Count each line below that has "positive" anywhere in it. Answer with the total alone.
--------------------------------------------------
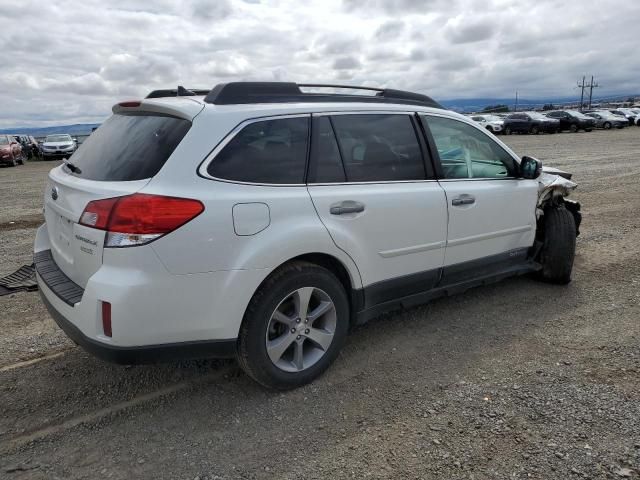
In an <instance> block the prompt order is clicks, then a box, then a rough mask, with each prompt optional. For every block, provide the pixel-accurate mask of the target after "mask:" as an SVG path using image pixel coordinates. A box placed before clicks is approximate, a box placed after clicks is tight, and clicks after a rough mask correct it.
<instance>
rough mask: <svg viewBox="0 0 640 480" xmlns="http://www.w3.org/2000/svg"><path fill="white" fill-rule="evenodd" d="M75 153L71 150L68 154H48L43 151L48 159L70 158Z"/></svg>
mask: <svg viewBox="0 0 640 480" xmlns="http://www.w3.org/2000/svg"><path fill="white" fill-rule="evenodd" d="M73 152H74V151H73V150H69V151H68V152H48V151H46V150H42V156H43V157H46V158H64V157H70V156H71V155H72V154H73Z"/></svg>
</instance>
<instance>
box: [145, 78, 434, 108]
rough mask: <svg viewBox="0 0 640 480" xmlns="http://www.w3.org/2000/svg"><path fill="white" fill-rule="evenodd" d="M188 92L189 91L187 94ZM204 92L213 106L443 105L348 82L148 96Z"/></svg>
mask: <svg viewBox="0 0 640 480" xmlns="http://www.w3.org/2000/svg"><path fill="white" fill-rule="evenodd" d="M300 87H303V88H304V87H307V88H336V89H344V90H362V91H367V92H375V94H374V95H349V94H340V93H305V92H303V91H302V90H300ZM187 92H188V93H187ZM192 92H193V93H192ZM192 94H196V95H206V97H205V99H204V101H205V102H207V103H212V104H215V105H238V104H251V103H294V102H313V103H323V102H324V103H326V102H359V103H396V104H397V103H399V104H405V105H420V106H422V107H432V108H444V107H442V105H440V104H439V103H438V102H436V101H435V100H433V99H432V98H431V97H428V96H427V95H422V94H420V93H414V92H406V91H403V90H394V89H390V88H386V89H381V88H374V87H356V86H351V85H331V84H326V85H325V84H315V83H314V84H303V83H301V84H297V83H293V82H229V83H220V84H218V85H216V86H215V87H213V89H211V90H210V91H209V90H187V89H183V88H180V87H178V88H177V89H168V90H154V91H153V92H151V93H150V94H149V95H147V98H160V97H176V96H182V95H192Z"/></svg>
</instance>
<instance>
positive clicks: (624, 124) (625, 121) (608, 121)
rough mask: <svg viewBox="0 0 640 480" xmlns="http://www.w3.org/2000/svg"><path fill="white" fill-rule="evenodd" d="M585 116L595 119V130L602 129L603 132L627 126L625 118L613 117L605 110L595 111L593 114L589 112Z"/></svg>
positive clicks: (623, 127)
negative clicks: (595, 125)
mask: <svg viewBox="0 0 640 480" xmlns="http://www.w3.org/2000/svg"><path fill="white" fill-rule="evenodd" d="M585 115H588V116H590V117H591V118H594V119H595V121H596V127H597V128H604V129H605V130H609V129H610V128H612V127H615V128H624V127H626V126H627V125H629V121H628V120H627V119H626V117H622V116H620V115H614V114H613V113H611V112H608V111H606V110H596V111H595V112H589V113H586V114H585Z"/></svg>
--------------------------------------------------
• Task output:
2